▸ **Text provided**:
* Start *
- Genre: Drama Social issue
- Based on: Dowry
- Story by: Shashwat Rai Dialogues Pramendar Shekhawat
- Directed by: Mithesh Chithaliya
- Starring: Jahnavi Soni Rajat Verma Sayantani Ghosh Raghav Thakur
- Country of origin: India
- Original languages: Hindi Rajastani
- No. of seasons: 2
- No. of episodes: 311

Production
- Executive producers: Rivindra Gautham Raghuveer Shekhawat
- Producer: Anju Rivindra
- Cinematography: Rajan Singh
- Editors: Janak Chauhan Surya Singh Pradeep Singh
- Camera setup: Multi-camera
- Running time: 25-26 minutes
- Production company: Mustang Films

Original release
- Network: Nazara
- Release: 12 February 2024 – 11 April 2025

= Dahej Daasi =

Indian drama television series

Dahej Daasi is an Indian Hindi social drama television series produced by Mustang Films, which premiered on 12 February 2024 on Nazara. It formerly starred Sayantani Ghosh as Vindhya Devi, Jahnavi Soni as Chunri and Rajat Verma as Jay as the first generation leads. From February 2025, it starred Jhanvi Soni as Jhumki and Raghav Thakur as Arjun as the second generation leads.

==Plot==
This story revolves around a girl named Chunri, who accompanies the bride as a maid as part of the bride's dowry.
* End *
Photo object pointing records
* Start *
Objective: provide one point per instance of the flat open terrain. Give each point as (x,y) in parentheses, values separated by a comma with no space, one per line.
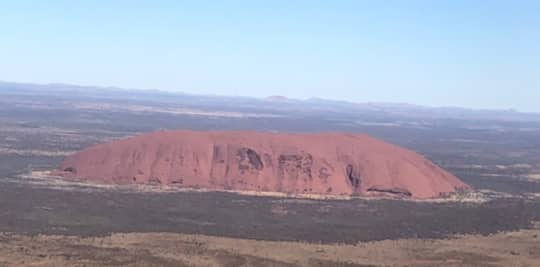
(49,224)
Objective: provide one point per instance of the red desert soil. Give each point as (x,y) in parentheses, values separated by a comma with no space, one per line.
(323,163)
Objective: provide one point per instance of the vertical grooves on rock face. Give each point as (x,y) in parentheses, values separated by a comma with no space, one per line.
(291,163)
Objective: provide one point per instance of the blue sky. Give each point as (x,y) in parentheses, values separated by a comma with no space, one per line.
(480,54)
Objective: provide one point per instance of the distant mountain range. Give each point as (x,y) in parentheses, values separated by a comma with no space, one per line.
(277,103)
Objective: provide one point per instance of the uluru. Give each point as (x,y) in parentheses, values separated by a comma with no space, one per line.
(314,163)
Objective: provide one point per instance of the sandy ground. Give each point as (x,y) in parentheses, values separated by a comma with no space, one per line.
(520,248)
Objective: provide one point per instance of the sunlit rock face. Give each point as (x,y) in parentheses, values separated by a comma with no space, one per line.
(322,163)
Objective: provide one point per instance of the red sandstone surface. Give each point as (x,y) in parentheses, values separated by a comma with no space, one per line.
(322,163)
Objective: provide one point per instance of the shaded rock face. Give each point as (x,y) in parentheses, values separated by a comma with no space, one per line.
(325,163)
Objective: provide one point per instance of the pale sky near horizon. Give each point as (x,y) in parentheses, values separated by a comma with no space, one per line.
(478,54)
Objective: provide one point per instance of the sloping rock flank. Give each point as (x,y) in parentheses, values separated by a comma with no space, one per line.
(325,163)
* End *
▸ **Exercises**:
a) Return the passage of the Dahej Daasi text that begins at the words "Original release" and stops after the words "the bride's dowry.", copied without any change.
b) Update the rows from the line that contains "Objective: provide one point per instance of the sloping" through the last of the rows, both included. Replace "sloping" with "steep", leave everything else unchanged, and give back only those lines.

▸ **Correct answers**:
a)
Original release
- Network: Nazara
- Release: 12 February 2024 – 11 April 2025

= Dahej Daasi =

Indian drama television series

Dahej Daasi is an Indian Hindi social drama television series produced by Mustang Films, which premiered on 12 February 2024 on Nazara. It formerly starred Sayantani Ghosh as Vindhya Devi, Jahnavi Soni as Chunri and Rajat Verma as Jay as the first generation leads. From February 2025, it starred Jhanvi Soni as Jhumki and Raghav Thakur as Arjun as the second generation leads.

==Plot==
This story revolves around a girl named Chunri, who accompanies the bride as a maid as part of the bride's dowry.

b)
Objective: provide one point per instance of the steep rock flank. Give each point as (x,y) in parentheses, values separated by a comma with no space, one per line.
(325,163)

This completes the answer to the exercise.